■ SOURCE:
* * * *

One of the key shifts in attitude that we are employing in the movement is what I call an attitude of “Yes, And” as opposed to an attitude of “No, But.” This is the spirit of inclusion. In my experience, much of business today is run on an attitude of “No, But.” In fact, “no” is so commonly used that people will often open up a statement of agreement with the word “no.” The next time you’re in a meeting, notice how often people contradict someone’s point when they’re either making a complementary (non-contradictory) point, or even when they’re actually agreeing with the person they’re speaking to. The word “no” is so stiflingly ingrained in our lexicons and communication in business. This is the kind of culture and mindset we have the opportunity to change through our movement.

Rather than honoring the one “best” piece of work, “Yes, And” honors the work of everyone participating. We can have many different inputs and perspectives that are valued, rather than making a competition where most people feel like losers.

There are many great examples of “Yes, And” we’ve experienced so far in the movement. One is how we decided on the title for this book. While the title on the cover is “The OBO Premise,” as you’ll see at the end of this book, we had quite a few alternate titles which I’ll share with you, each of which we believe completely conveys what this book is about. Various team members on this book project had different ideas on what the book should be titled. Providing an alternate list of titles to you, the reader, results in a win-win all around: each title has its own subtle depth of meaning, and also, everyone’s input is clearly valued – that’s inclusion!

* * * *

■ PROVIDED MATERIAL:

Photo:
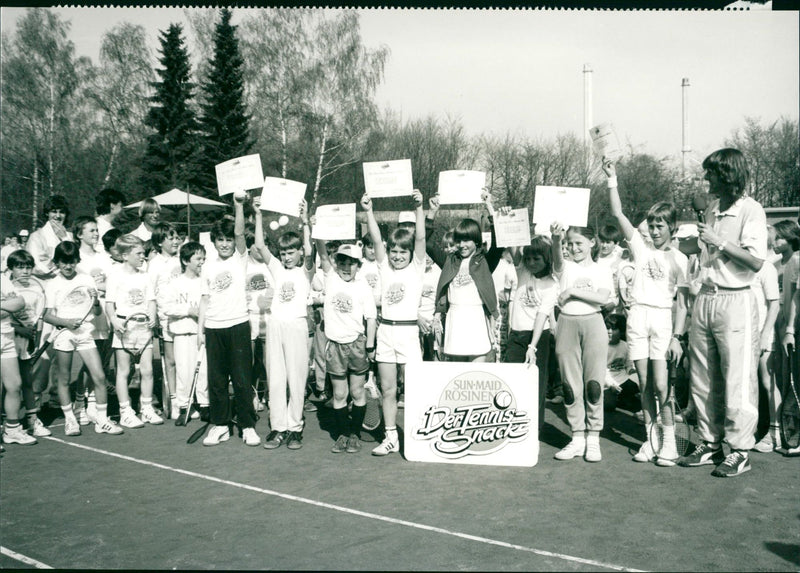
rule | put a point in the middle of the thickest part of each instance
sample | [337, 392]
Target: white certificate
[567, 205]
[388, 178]
[239, 174]
[461, 187]
[512, 230]
[605, 142]
[282, 196]
[335, 222]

* * * *

■ TASKS TO COMPLETE:
(a) From the passage on "Yes, And," pull out everything from "Rather than honoring" down to "valued – that’s inclusion!", copied word for word.
(b) According to the passage on "Yes, And," why does giving the reader a list of alternate titles for the book make a win-win? Answer in one to three sentences.

■ ANSWERS PROVIDED:
(a)
Rather than honoring the one “best” piece of work, “Yes, And” honors the work of everyone participating. We can have many different inputs and perspectives that are valued, rather than making a competition where most people feel like losers.

There are many great examples of “Yes, And” we’ve experienced so far in the movement. One is how we decided on the title for this book. While the title on the cover is “The OBO Premise,” as you’ll see at the end of this book, we had quite a few alternate titles which I’ll share with you, each of which we believe completely conveys what this book is about. Various team members on this book project had different ideas on what the book should be titled. Providing an alternate list of titles to you, the reader, results in a win-win all around: each title has its own subtle depth of meaning, and also, everyone’s input is clearly valued – that’s inclusion!

(b) Each alternate title has its own subtle depth of meaning. The list also shows that everyone's input is clearly valued, which is inclusion.